— WHAT YOU WILL DO —
Every line from the line containing "Given the photograph above, point out the bird's" through the final line below is to be repeated exactly; no other line is.

Image location labeling entries
═══

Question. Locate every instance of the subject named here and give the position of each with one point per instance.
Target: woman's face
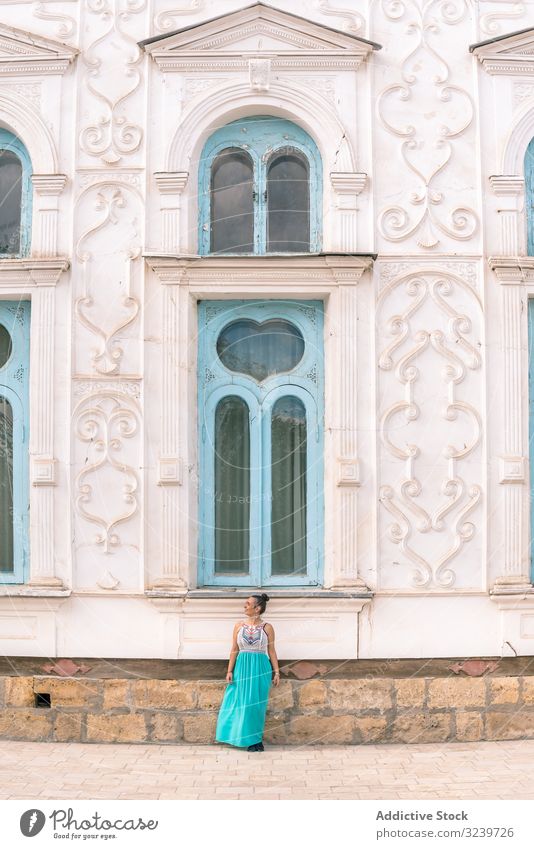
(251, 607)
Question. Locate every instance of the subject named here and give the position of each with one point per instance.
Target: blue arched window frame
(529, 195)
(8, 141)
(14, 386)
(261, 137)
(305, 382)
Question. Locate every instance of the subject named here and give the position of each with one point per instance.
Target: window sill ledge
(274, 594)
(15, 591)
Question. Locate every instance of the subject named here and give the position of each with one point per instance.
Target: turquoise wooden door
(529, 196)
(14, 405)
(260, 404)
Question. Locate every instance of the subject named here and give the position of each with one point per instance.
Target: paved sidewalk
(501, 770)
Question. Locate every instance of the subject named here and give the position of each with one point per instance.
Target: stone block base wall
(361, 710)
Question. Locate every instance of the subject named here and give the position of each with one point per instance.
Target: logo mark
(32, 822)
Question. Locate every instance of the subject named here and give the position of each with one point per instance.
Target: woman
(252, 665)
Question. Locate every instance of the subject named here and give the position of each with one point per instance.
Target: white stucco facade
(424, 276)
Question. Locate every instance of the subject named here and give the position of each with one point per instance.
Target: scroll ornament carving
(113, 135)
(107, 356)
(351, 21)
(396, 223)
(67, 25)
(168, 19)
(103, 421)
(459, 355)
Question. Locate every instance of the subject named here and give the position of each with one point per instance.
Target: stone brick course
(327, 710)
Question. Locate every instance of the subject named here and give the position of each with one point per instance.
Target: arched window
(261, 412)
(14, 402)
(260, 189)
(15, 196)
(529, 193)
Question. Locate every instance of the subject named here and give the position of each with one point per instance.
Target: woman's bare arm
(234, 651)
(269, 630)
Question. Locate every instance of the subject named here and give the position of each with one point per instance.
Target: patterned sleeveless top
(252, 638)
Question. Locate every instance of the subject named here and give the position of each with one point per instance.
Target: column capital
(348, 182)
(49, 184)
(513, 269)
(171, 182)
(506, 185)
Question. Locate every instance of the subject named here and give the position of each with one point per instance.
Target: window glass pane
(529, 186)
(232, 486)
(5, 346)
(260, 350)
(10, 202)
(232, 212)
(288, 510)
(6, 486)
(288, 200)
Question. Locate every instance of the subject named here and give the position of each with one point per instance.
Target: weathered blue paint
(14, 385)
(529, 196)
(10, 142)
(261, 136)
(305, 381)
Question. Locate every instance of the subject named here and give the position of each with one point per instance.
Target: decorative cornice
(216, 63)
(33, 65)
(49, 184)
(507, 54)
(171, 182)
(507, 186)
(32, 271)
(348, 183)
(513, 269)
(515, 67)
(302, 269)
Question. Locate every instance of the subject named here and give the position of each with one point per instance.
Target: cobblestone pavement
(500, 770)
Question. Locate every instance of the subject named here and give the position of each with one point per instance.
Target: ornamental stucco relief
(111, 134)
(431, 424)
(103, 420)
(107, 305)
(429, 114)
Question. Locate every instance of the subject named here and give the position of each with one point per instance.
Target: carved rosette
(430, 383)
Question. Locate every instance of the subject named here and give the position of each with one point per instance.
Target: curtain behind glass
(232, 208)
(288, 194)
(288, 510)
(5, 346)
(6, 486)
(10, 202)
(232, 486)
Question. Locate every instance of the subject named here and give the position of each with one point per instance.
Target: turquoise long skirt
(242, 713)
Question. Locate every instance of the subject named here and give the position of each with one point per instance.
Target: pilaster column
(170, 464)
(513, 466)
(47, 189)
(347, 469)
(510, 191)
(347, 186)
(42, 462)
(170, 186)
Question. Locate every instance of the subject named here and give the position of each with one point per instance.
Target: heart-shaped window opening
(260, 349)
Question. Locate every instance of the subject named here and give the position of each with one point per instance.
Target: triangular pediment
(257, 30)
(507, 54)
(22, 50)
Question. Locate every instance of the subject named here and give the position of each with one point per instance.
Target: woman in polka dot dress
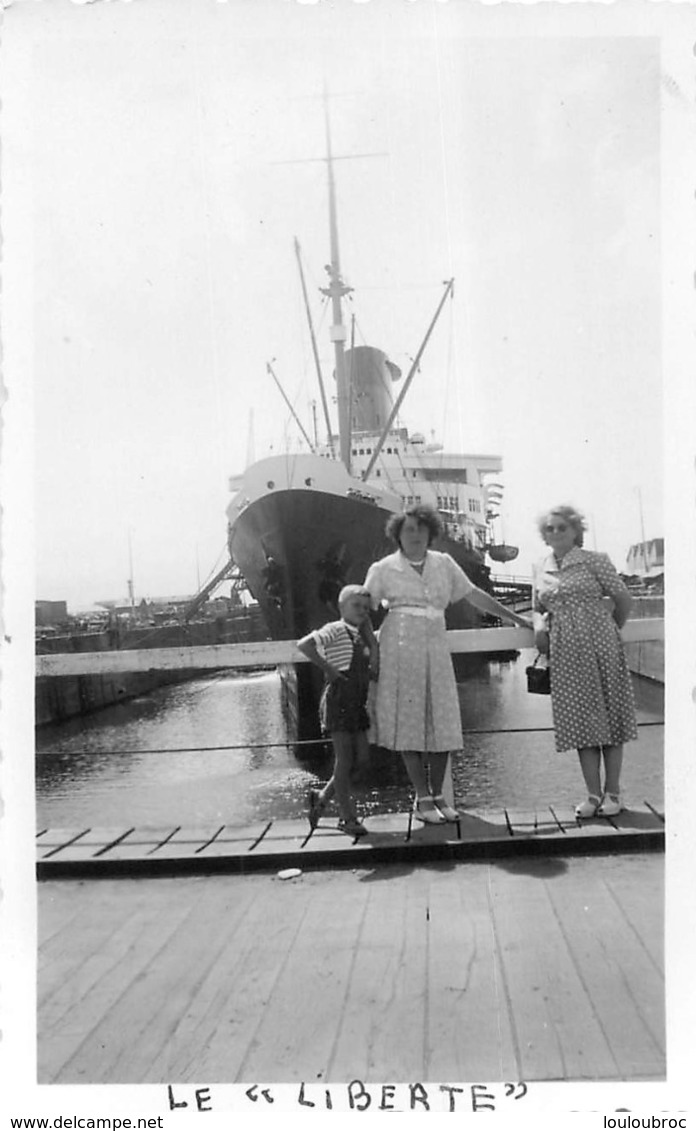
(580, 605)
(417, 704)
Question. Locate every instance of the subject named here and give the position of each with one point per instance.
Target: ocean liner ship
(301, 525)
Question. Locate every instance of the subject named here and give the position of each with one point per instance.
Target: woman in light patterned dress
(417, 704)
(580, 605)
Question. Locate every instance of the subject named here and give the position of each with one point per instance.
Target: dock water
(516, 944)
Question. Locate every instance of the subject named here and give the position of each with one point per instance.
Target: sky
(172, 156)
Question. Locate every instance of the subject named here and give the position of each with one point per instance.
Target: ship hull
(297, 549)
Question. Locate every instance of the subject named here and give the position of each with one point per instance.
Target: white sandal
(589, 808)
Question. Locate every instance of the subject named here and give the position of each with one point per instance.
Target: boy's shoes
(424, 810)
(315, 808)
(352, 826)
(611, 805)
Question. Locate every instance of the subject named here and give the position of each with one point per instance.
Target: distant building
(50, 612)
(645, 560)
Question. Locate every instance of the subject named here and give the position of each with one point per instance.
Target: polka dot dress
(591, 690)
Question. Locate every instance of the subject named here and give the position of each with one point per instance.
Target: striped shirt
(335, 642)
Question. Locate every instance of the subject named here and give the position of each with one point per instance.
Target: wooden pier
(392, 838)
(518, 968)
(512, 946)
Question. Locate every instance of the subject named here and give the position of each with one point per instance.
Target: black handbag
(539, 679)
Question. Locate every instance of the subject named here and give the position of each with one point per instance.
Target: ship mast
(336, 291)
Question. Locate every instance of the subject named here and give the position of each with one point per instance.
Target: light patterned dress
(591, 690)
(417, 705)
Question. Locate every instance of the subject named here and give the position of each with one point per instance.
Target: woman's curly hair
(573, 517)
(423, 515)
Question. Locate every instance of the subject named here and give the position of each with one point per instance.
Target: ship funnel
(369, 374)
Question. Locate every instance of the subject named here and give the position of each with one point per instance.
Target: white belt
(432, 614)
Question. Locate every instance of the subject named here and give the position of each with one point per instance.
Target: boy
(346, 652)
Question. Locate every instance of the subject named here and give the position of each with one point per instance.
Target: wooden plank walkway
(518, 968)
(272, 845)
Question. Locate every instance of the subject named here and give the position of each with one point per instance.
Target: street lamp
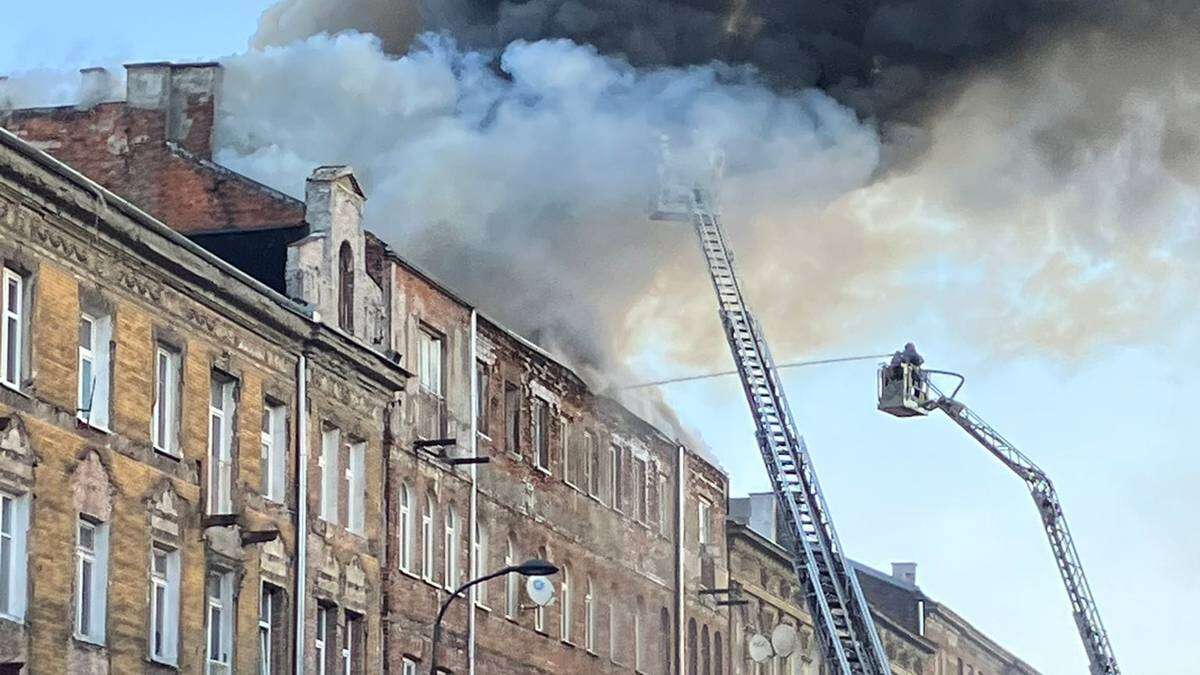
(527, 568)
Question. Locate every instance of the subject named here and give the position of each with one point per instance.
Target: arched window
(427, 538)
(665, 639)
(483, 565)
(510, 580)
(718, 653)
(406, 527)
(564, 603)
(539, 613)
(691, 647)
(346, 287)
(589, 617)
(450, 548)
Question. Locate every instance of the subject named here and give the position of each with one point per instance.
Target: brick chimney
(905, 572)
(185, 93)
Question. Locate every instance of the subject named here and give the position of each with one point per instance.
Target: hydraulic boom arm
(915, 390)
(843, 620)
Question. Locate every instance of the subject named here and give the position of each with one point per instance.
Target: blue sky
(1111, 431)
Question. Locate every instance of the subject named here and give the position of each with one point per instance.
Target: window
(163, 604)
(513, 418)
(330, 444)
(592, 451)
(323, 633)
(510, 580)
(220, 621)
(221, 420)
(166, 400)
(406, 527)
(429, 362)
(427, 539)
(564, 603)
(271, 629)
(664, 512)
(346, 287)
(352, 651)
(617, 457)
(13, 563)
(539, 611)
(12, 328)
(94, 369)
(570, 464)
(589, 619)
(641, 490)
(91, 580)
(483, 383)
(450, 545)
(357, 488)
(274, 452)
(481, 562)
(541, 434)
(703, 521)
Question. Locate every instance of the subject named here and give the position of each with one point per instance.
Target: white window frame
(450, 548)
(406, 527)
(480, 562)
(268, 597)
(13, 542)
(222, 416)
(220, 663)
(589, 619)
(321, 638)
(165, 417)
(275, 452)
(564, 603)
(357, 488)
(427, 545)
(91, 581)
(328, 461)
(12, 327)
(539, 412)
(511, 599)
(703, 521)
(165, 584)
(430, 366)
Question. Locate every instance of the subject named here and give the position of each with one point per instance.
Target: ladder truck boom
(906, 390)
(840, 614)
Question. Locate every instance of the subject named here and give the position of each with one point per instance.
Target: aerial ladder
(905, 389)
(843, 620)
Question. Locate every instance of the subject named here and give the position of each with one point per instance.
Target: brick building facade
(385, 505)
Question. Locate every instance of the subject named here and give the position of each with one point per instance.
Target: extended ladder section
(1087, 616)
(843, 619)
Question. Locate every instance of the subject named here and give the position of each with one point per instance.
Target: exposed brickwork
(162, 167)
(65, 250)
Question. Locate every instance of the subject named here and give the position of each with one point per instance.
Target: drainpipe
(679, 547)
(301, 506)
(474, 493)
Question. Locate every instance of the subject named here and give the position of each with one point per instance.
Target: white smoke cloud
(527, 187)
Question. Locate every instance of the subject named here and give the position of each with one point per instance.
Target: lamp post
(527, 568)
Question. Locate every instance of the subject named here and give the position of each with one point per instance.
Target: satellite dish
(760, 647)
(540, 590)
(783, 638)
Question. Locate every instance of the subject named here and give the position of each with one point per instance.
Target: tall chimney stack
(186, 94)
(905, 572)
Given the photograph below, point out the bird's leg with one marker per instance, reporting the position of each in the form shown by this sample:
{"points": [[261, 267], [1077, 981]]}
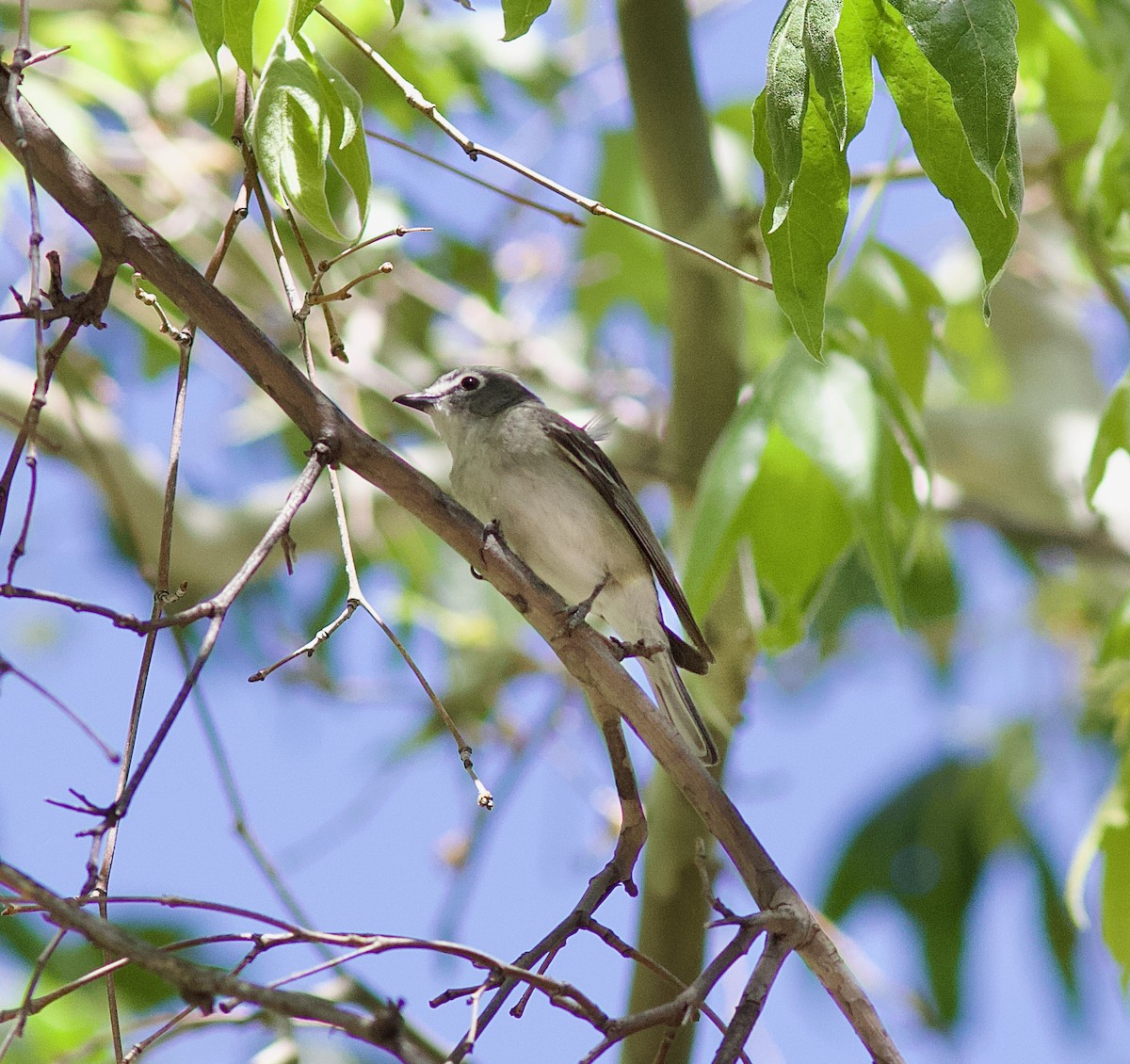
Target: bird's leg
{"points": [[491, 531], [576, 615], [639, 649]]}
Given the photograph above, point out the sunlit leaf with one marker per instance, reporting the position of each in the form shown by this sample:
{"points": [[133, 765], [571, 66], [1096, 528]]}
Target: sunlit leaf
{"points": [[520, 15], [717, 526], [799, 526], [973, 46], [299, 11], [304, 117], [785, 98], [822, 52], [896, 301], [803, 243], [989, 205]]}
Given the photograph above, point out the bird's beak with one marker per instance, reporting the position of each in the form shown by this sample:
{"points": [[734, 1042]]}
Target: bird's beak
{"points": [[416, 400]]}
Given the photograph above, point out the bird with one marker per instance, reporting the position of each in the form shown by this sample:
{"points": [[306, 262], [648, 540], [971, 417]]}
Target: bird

═══

— EXPECTED OUTPUT —
Given the photograph above, point out the bird's beak with one marker per instance, reporting the position of each in the form shown by this sample:
{"points": [[734, 1042]]}
Target: bird's beak
{"points": [[416, 400]]}
Given the photograph above, point out the bird with one marker per instance, reporting the position of each in the form shown by this sample:
{"points": [[306, 262], [648, 540], [971, 417]]}
Target: bird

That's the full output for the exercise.